Nos posts anteriores vimos que o Brasil gasta uma alta parcela do PIB em educação, muito acima dos outros países de renda média e, ainda, que as evidências científicas são inequívocas em apontar rendimentos decrescentes para intervenções educacionais em relação ao ciclo de vida dos estudantes – quanto mais cedo investirmos, e isso inclui o pré-natal, melhor.
Observem que estou usando a palavra intervenção, em vez de investimento, para melhoria do sistema educacional. A razão disso é que as evidências tem mostrado que os maiores retornos de investimento são de intervenções multidisciplinares, combinando gastos com saúde (como acompanhamento pré-natal), acompanhamento pré-escolar, entre outras medidas. Mas esse assunto fica para um post futuro.
Primeiro, quero responder uma questão importante. Se gastamos muito mais que a média dos países, como proporção do PIB, em educação, e temos baixo retorno, mesmo tendo um sistema educacional desenhado, na teoria, de acordo com o resto do mundo, por quê a educação aqui é tão ruim? Obviamente, não há uma só resposta para isso, mas duas das razões são: estamos parados no tempo e gastamos muito, mas gastamos mal. Nesse post trato do primeiro assunto. Para ver como estamos parados no tempo, precisamos analisar os dados sobre o sistema educacional brasileiro. Temos um problema de oferta? Ou seja, nosso problema é falta de professores, estabelecimentos e vagas para as crianças e adolescentes? Conseguimos, afinal, universalizar o ensino de base? Para responder todas essas perguntas, nada melhor do que números. Eles não vão dizer nada sobre a qualidade da oferta de ensino, mas pelo menos podemos ter uma ideia sobre a quantidade de ensino que ofertamos para cada faixa etária.

• REGISTROS DE DADOS:
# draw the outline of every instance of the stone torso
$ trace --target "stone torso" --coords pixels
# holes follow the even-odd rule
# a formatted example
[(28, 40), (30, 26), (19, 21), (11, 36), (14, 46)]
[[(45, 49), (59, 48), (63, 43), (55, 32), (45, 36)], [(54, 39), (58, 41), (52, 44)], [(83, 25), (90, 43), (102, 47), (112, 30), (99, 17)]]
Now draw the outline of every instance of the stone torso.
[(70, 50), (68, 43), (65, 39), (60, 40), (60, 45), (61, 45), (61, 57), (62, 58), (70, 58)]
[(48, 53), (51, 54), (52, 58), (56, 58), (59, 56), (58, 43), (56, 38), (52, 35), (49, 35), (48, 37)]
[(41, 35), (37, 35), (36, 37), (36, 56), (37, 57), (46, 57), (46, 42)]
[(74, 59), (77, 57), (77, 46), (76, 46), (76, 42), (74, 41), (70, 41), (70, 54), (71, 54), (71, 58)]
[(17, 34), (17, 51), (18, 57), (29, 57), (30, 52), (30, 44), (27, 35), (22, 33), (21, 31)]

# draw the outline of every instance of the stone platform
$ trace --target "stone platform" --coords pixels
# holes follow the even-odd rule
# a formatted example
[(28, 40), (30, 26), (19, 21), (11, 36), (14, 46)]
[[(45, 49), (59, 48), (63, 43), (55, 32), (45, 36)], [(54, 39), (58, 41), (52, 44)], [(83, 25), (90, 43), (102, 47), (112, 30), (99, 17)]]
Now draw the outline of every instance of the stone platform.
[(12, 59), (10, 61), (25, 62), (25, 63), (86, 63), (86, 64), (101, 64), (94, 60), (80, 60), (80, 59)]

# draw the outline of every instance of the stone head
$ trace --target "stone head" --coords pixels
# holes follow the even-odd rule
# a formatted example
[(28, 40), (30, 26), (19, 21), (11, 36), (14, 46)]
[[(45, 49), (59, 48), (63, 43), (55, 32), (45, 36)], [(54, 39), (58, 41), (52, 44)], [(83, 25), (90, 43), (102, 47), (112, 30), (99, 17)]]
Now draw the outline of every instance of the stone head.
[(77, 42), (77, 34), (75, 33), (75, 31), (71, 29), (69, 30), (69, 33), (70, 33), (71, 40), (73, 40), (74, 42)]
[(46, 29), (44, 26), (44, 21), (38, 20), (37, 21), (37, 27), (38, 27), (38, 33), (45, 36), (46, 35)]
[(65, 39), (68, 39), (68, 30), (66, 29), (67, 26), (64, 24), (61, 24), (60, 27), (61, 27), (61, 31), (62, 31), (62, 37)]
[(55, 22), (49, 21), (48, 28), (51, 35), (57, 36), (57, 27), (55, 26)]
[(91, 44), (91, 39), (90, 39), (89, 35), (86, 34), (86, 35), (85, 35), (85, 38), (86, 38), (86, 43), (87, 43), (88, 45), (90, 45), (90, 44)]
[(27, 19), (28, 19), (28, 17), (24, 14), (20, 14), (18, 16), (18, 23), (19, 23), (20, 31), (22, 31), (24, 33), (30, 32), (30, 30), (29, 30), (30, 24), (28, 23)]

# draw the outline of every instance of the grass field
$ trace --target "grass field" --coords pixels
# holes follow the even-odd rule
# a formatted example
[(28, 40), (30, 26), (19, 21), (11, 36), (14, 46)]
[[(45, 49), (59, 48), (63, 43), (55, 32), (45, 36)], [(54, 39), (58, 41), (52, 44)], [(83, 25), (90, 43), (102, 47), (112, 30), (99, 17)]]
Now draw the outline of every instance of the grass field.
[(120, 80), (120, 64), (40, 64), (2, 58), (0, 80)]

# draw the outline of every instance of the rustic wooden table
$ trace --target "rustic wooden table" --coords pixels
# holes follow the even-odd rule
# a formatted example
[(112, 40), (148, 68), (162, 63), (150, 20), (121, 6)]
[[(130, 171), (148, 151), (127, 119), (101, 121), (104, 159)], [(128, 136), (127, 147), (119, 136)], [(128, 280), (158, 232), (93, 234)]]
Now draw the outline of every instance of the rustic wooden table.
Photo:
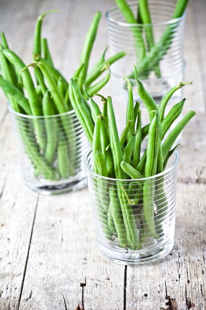
[[(37, 16), (59, 7), (60, 14), (45, 19), (43, 32), (56, 66), (69, 77), (99, 9), (103, 16), (94, 60), (106, 46), (104, 14), (113, 4), (112, 0), (0, 0), (0, 30), (29, 63)], [(205, 0), (190, 0), (185, 79), (194, 84), (184, 90), (185, 112), (192, 108), (197, 115), (184, 131), (179, 151), (175, 245), (159, 263), (126, 267), (100, 255), (86, 188), (45, 197), (26, 187), (0, 94), (0, 310), (206, 310), (206, 26)], [(109, 86), (104, 90), (110, 91)], [(118, 109), (121, 112), (119, 105)]]

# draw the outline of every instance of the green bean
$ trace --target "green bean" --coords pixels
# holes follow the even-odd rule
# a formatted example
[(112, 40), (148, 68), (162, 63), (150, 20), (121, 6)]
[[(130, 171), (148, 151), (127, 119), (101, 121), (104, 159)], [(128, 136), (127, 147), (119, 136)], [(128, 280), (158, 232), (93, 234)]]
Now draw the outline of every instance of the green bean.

• OBJETIVO 1:
De acordo com o texto sobre a educação no Brasil, quais são duas das razões apontadas para a educação no país ser tão ruim?
• OBJETIVO 2:
Reproduza o trecho do texto sobre a educação no Brasil que vai de "Nos posts anteriores" a "o pré-natal, melhor.".
• OBJETIVO 3:
Retome o texto sobre a educação no Brasil a partir do ponto em que ele termina.
Não é preciso consultar os registros.

• RESPOSTA ESPERADA 1:
Estamos parados no tempo e gastamos muito, mas gastamos mal.

• RESPOSTA ESPERADA 2:
Nos posts anteriores vimos que o Brasil gasta uma alta parcela do PIB em educação, muito acima dos outros países de renda média e, ainda, que as evidências científicas são inequívocas em apontar rendimentos decrescentes para intervenções educacionais em relação ao ciclo de vida dos estudantes – quanto mais cedo investirmos, e isso inclui o pré-natal, melhor.

• RESPOSTA ESPERADA 3:
Uma breve observação antes de começarmos a olhar os grandes dados do sistema educacional brasileiro. Precisamos entender que a população brasileira está envelhecendo. Isso faz toda a diferença em termos da canalização dos investimentos em educação. Vamos ver mais a frente que já conseguimos universalizar o ensino fundamental e que já temos, até, queda no número total de matrículas para essa faixa etária. Quando começamos o processo de universalização do ensino “de base”, em meados da década de 1990, a população brasileira ainda era muito jovem. Isso já mudou e o processo é quase certamente irreversível. Abaixo as pirâmides populacionais de uma geração atrás, em 1990, de hoje e de uma geração no futuro, em 2040.

Em 1990 a população brasileira era de pouco mais de 154 milhões de pessoas, em 2016 temos cerca de 209 milhões de residentes no país e, em 2040, chegaremos ao auge da população brasileira, com cerca 236 milhões de habitantes. A partir daí a população somente envelhece e, se não fizermos nada hoje, será composta de uma população com baixo nível de escolaridade, como hoje.
Vamos começar do geral para o específico. De acordo com os dados mais recentes, de 2014, o total de matrículas no ensino básico é de pouco menos de 50 milhões, sendo a grande maioria em escolas públicas.

Aqui podemos ver o primeiro grande retrato do Brasil, as escolar privadas respondem por somente 12,82% do total de matrículas. Outro dado importante é que o número de matrículas no ensino fundamental tem caído, em todos os estados da federação. Mas isso pode ser facilmente explicado. É o resultado do final do processo de universalização do ensino fundamental. Contudo, o número de professores (na verdade, funções docentes[1], mas ambos estão correlacionados) e o número de escolas (na verdade, estabelecimentos de ensino, mas também correlacionados) tem aumentado, mas aí não mais de forma uniforme em todo país (Fonte: Inep).
O crescimento é maior em estados mais populosos, mas ainda assim em muito poucos Estados o número de docentes não aumenta. O padrão é muito diferente se olharmos o número de escolas.
Nesse caso temos diferentes resultados, e o número aumenta sobremaneira no Sudeste e alguns estados do Sul, caindo em vários estados mais pobres. Talvez isso seja reflexo de mudanças nas proporções relativas de habitantes, seja por natalidade ou migração, mas não é esse o caminho esperado em um país cuja maior renda já está nas regiões Sul e Sudeste.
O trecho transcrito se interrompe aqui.